__Problem to solve__: One number is the whole answer: how many lines of the records include "ceiling".

===== Working data

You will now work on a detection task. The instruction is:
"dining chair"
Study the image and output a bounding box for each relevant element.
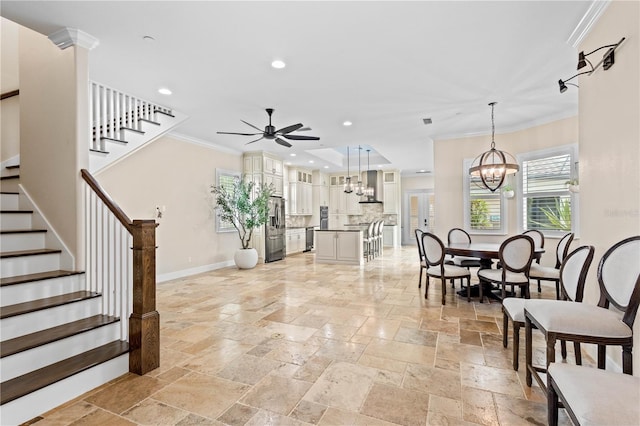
[501,245,594,371]
[371,220,381,258]
[529,232,574,299]
[415,229,426,289]
[547,363,640,426]
[422,232,471,304]
[446,228,482,268]
[377,221,385,256]
[525,235,640,391]
[477,235,535,302]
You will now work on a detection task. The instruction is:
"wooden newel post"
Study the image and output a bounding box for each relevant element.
[129,219,160,375]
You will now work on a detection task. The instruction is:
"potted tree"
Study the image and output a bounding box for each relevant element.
[211,177,274,269]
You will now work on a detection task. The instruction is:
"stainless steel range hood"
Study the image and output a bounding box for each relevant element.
[359,170,383,204]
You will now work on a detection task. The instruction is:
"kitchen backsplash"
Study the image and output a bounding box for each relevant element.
[347,203,398,225]
[285,215,310,228]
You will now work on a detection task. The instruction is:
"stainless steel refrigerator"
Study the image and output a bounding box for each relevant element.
[265,196,286,262]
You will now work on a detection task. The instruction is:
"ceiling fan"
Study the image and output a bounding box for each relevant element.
[217,108,320,148]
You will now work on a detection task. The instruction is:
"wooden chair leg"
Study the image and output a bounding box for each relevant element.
[466,277,471,303]
[441,278,446,305]
[555,281,560,300]
[560,340,567,360]
[479,278,484,303]
[513,322,520,371]
[622,345,633,375]
[598,344,606,369]
[503,312,509,348]
[525,317,533,387]
[547,334,557,367]
[418,267,423,289]
[548,375,559,426]
[424,276,430,299]
[537,279,541,293]
[574,342,582,365]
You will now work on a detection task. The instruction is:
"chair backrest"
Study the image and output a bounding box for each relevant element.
[448,228,471,245]
[499,234,535,273]
[523,230,545,250]
[559,245,595,302]
[367,222,376,239]
[422,232,445,267]
[415,229,425,261]
[555,232,575,268]
[378,222,384,238]
[597,236,640,328]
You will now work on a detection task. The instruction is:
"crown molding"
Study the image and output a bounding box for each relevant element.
[48,27,99,50]
[566,1,610,48]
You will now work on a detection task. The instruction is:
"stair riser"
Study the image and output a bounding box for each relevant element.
[0,212,32,231]
[0,232,46,252]
[0,252,60,277]
[0,275,85,307]
[0,193,19,210]
[1,322,121,381]
[0,178,20,192]
[0,354,128,425]
[1,297,102,340]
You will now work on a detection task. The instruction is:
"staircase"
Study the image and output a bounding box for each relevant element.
[0,168,129,425]
[88,81,188,173]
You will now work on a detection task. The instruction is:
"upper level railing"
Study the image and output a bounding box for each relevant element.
[89,81,173,153]
[81,168,159,375]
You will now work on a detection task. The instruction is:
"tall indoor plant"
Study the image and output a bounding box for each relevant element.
[211,177,274,269]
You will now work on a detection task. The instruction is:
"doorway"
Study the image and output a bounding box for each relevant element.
[403,190,434,245]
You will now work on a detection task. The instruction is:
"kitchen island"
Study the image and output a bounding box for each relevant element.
[315,229,363,265]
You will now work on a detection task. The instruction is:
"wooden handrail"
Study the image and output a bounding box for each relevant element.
[1,90,19,100]
[81,169,133,232]
[81,168,160,374]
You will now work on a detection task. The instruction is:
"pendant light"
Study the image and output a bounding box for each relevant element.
[469,102,519,192]
[344,146,353,193]
[355,146,365,196]
[364,149,375,197]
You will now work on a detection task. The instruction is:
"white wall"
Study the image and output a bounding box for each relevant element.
[96,135,244,277]
[578,1,640,373]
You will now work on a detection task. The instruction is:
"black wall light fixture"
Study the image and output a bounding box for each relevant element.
[558,37,625,93]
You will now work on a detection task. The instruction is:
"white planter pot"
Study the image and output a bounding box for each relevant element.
[568,184,579,193]
[234,248,258,269]
[503,190,515,199]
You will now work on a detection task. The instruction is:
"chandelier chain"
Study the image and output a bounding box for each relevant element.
[490,102,496,150]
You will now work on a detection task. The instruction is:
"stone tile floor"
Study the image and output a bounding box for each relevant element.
[32,247,590,425]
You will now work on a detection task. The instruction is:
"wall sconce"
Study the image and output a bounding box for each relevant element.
[558,37,625,93]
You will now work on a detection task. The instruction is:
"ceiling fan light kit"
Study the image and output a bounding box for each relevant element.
[558,37,625,93]
[217,108,320,148]
[469,102,519,192]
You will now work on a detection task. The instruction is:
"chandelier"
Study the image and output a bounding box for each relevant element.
[355,146,365,196]
[469,102,519,192]
[344,146,353,193]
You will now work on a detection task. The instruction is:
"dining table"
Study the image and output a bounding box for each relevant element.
[445,242,544,302]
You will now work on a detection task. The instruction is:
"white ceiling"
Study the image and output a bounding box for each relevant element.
[1,1,593,175]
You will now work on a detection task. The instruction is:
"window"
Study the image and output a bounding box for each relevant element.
[215,169,240,233]
[518,145,578,236]
[463,159,506,234]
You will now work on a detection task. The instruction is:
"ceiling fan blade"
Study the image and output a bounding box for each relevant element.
[275,137,292,148]
[217,131,261,136]
[245,136,265,145]
[297,127,312,131]
[276,123,303,135]
[281,134,320,141]
[241,120,264,132]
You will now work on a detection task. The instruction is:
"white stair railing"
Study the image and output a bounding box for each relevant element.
[89,81,173,153]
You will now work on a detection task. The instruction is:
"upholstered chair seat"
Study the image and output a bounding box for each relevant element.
[529,232,574,299]
[547,363,640,426]
[529,264,559,279]
[427,265,470,278]
[479,268,530,284]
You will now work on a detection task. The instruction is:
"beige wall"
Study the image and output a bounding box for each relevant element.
[401,174,435,191]
[19,26,89,266]
[1,18,20,161]
[97,135,243,276]
[578,1,640,373]
[434,116,578,250]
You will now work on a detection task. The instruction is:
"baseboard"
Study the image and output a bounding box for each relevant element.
[157,260,235,283]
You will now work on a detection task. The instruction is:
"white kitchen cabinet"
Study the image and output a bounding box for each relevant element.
[383,225,399,247]
[383,171,399,214]
[286,228,305,254]
[315,230,363,265]
[244,152,283,196]
[288,168,313,215]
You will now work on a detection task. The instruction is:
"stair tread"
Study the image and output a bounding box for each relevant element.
[0,291,100,319]
[0,270,84,287]
[0,340,129,405]
[0,228,47,234]
[0,248,61,259]
[0,209,33,213]
[120,126,145,134]
[100,137,128,144]
[0,175,19,180]
[0,191,19,195]
[5,165,20,170]
[90,148,110,154]
[1,315,119,358]
[139,118,161,125]
[154,109,175,117]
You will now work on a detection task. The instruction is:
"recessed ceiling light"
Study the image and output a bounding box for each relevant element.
[271,60,286,69]
[343,121,353,126]
[143,35,155,42]
[158,87,172,95]
[290,153,296,157]
[323,165,329,169]
[309,160,314,164]
[420,169,426,172]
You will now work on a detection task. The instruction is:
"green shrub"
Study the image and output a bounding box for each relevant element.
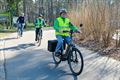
[25,22,35,29]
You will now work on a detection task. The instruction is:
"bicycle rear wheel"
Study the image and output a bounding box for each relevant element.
[38,35,41,46]
[37,32,42,46]
[52,52,61,64]
[17,29,21,38]
[68,48,84,75]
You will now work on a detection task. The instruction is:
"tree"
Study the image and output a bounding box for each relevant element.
[6,0,21,27]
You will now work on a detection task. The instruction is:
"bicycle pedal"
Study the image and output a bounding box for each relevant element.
[61,57,67,61]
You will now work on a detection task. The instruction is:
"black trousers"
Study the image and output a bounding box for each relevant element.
[35,28,42,41]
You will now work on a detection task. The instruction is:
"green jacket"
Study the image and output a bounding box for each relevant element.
[35,18,44,28]
[54,16,78,36]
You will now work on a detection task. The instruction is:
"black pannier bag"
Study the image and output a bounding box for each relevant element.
[48,40,66,52]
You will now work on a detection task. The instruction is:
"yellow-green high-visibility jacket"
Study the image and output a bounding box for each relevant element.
[54,16,78,36]
[35,18,44,28]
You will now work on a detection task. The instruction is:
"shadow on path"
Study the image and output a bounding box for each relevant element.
[5,49,78,80]
[1,37,18,41]
[1,43,35,51]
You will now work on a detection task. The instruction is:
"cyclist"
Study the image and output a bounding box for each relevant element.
[17,13,25,37]
[34,14,46,42]
[54,8,80,57]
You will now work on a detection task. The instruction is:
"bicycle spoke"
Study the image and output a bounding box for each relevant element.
[68,48,84,75]
[52,52,61,64]
[36,33,42,46]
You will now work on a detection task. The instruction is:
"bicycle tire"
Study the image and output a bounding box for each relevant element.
[17,29,21,38]
[52,52,61,64]
[68,48,84,75]
[38,35,41,46]
[37,31,42,46]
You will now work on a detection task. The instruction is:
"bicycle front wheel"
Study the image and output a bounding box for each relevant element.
[17,29,21,38]
[68,48,84,75]
[52,52,61,64]
[37,34,42,46]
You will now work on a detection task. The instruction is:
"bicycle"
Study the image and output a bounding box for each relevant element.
[48,24,84,75]
[17,23,22,38]
[36,28,42,46]
[17,23,25,38]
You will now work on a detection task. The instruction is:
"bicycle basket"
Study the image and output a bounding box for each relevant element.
[48,40,66,52]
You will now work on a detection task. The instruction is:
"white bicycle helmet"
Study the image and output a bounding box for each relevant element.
[59,8,67,15]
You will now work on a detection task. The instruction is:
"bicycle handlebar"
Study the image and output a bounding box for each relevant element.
[62,23,83,36]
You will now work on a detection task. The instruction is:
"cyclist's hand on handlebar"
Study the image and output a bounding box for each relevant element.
[76,30,81,33]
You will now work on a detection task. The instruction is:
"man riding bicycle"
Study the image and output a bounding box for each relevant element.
[17,13,25,37]
[35,14,46,42]
[54,8,80,57]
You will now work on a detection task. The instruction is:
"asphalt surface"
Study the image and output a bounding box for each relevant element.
[0,28,120,80]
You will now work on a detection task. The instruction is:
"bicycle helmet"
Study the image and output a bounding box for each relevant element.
[59,8,67,15]
[39,14,43,17]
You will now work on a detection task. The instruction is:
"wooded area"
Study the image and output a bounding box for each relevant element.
[0,0,120,50]
[0,0,119,25]
[0,0,84,26]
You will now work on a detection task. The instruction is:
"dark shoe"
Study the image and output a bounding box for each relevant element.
[35,38,37,41]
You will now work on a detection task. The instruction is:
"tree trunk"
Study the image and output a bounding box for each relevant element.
[16,0,19,16]
[23,0,28,22]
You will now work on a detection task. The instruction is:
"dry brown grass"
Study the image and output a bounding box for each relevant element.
[68,0,120,49]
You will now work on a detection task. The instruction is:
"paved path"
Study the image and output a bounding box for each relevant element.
[0,29,120,80]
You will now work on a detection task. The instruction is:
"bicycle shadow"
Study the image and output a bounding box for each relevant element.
[63,73,78,80]
[51,61,79,80]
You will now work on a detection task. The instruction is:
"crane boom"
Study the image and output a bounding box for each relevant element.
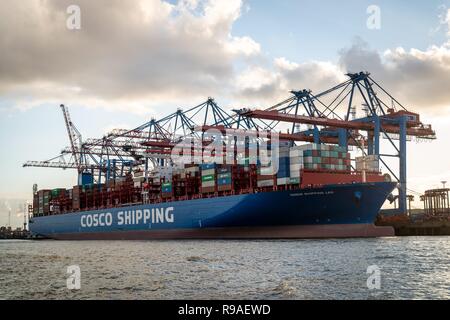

==========

__Expected answer__: 5